Spatial localization data:
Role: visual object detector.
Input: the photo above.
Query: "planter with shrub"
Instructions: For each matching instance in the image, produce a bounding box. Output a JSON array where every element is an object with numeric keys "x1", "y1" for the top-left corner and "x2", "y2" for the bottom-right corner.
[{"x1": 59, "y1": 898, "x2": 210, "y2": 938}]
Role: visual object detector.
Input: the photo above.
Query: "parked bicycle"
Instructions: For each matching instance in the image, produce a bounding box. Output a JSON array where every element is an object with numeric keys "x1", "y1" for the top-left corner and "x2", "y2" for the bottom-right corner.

[Exercise requirements] For every entry in the records above, write an exact copy.

[Response box]
Role: visual object detector.
Input: the photo above.
Query: "planter with shrub"
Instructions: For each matching instance in the image, produce a bounding box. Output a JSON array where every element is an object with numeric keys "x1", "y1" for the top-left corner and "x2", "y2" for the bottom-right corner.
[{"x1": 59, "y1": 898, "x2": 210, "y2": 938}]
Role: visual object detector.
Input: the photo above.
Query: "parked bicycle"
Instructions: For each matching instance in the image, produce a bounding box. Output a JSON array where every element is an object with numeric keys "x1", "y1" for the top-left corner and "x2", "y2" for the bottom-right corner.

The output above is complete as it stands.